--- Given records ---

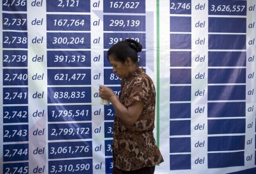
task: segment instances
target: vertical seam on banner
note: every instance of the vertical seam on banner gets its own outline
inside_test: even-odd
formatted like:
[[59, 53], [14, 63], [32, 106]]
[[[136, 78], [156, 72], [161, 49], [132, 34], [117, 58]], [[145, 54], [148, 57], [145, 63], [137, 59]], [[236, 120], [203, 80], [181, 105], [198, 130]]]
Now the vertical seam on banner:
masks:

---
--- Given records ---

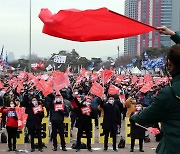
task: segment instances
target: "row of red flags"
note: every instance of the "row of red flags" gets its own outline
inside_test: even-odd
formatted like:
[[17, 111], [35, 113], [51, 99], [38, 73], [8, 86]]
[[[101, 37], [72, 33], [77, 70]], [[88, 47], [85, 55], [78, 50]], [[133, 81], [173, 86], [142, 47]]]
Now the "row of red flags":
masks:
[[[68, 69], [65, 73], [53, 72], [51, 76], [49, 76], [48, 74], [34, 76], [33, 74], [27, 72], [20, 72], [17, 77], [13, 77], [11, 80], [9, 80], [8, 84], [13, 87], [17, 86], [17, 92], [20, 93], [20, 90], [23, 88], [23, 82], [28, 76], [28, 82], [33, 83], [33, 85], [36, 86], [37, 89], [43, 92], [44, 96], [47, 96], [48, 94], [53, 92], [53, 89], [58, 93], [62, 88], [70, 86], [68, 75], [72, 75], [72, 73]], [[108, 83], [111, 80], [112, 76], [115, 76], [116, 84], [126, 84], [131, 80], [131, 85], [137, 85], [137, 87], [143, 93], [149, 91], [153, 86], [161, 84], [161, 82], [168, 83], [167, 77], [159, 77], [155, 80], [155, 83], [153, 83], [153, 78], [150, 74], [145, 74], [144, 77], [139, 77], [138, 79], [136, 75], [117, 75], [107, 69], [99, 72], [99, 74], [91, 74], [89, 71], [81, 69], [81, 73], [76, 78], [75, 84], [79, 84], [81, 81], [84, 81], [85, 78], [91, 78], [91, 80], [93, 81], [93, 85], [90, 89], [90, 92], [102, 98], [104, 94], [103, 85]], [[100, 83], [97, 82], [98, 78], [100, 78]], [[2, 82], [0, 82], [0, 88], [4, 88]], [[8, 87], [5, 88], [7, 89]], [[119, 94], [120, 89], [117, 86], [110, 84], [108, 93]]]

---
--- Given records ---

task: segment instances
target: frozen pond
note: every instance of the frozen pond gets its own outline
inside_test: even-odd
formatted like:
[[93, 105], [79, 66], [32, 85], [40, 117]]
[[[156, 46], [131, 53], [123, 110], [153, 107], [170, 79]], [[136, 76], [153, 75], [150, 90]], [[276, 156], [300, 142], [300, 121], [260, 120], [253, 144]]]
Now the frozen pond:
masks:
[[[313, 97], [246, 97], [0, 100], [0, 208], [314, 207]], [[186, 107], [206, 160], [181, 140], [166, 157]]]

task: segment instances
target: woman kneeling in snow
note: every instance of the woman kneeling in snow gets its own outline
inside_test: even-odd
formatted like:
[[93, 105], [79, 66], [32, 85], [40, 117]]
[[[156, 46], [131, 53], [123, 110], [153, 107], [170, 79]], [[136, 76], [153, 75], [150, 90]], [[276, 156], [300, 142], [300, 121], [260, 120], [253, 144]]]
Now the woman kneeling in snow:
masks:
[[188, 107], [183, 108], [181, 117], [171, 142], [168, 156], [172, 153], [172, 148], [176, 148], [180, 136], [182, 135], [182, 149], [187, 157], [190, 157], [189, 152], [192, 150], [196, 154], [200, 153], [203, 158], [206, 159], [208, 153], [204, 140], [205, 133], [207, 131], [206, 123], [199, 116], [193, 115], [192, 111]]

---

[Task to carry out]
Locate each line in the records that contains the string "outline", matching case, and copy those lines out.

[Full solution]
note: every instance of the vertical seam on banner gets its own outline
note: every instance of the "row of red flags" gets its own outline
note: every instance of the frozen pond gets its own outline
note: every instance of the woman kneeling in snow gets its own outline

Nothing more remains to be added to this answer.